▶ Source information
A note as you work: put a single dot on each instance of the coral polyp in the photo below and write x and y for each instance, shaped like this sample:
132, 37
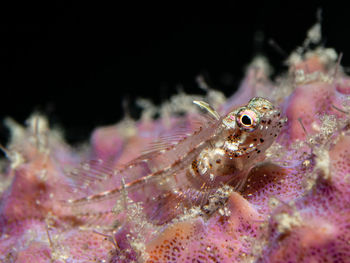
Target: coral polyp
290, 204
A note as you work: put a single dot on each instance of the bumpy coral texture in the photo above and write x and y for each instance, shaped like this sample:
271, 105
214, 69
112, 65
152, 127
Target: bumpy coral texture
295, 206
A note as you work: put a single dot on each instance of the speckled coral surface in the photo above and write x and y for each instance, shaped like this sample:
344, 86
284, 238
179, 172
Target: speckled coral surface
295, 206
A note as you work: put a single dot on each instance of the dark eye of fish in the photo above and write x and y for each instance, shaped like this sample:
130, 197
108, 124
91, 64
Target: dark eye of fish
247, 119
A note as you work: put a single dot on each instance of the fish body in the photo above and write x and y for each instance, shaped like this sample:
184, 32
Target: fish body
186, 173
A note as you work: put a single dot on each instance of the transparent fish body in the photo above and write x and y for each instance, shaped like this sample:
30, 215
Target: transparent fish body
184, 172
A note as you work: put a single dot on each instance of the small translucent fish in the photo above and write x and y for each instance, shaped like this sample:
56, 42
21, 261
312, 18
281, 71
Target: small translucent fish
186, 171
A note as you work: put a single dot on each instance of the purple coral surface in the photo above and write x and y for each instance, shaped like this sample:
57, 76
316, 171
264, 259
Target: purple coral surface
294, 207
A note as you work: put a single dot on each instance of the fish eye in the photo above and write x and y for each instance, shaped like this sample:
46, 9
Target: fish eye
247, 119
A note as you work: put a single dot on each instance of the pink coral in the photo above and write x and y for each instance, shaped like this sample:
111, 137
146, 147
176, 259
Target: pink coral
294, 207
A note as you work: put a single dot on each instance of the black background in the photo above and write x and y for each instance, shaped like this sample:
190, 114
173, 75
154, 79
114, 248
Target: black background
77, 61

▶ What the exercise asks
Wherever the listing shows a picture, omit it and output the rest exactly as given.

▶ Answer space
A note as you work: put a single dot on each instance of the coral polyp in the photo below and write x and y for each instance, shaped like this sample:
132, 37
Target: coral polyp
290, 204
A note as you work: put a single dot on each instance of the bumpy coral texture in the photo above and write x and y for each instance, shaped like this sample:
271, 105
214, 69
112, 65
152, 127
Target: bumpy coral texture
295, 206
A note as you work: put a single dot on each instance of the speckled coral surface in the photo above and write x and y for each instance, shaped like this sample:
344, 86
284, 238
179, 172
Target: speckled coral surface
295, 206
A note as you work: put a single dot on each instance of the dark eye of fish in the photo above and write x and y for each instance, shaped like this sample:
130, 197
108, 124
91, 64
Target: dark eye of fish
247, 119
A note as you work: put a single dot on each instance of the fish body in the photo above and write x and y for each instance, shaped like this sample:
184, 32
Target: fish body
186, 173
A note as you work: put a single dot on each instance of the transparent fish body in the photo above and write x and y for each instance, shaped like this sample:
30, 215
Target: transparent fish body
184, 172
A note as you work: put a single dot on each instance of the small translucent fish in the photo above and write x and y for each instance, shaped like this sample:
56, 42
21, 261
312, 18
281, 71
Target: small translucent fish
186, 171
A note as you work: put a single dot on each instance of the purple coral surface in the photo above and write x and y for each instance, shaped like this sample:
57, 76
316, 171
264, 259
Target: purple coral surface
294, 207
A note as you work: put a single dot on each instance of the fish eye in the photo above and write x and y for each instance, shaped like this sample:
46, 9
Target: fish eye
247, 119
A note as you work: put a single dot on each instance of the pink coral in the photo above and write x and y for each instance, shaped like this sample:
111, 137
146, 147
176, 259
Target: pink coral
294, 207
A note as you work: put a single dot on each instance of the black background in the photo above and write x and y for each instance, shaped like this sample:
190, 114
173, 75
154, 79
114, 248
Target: black background
77, 61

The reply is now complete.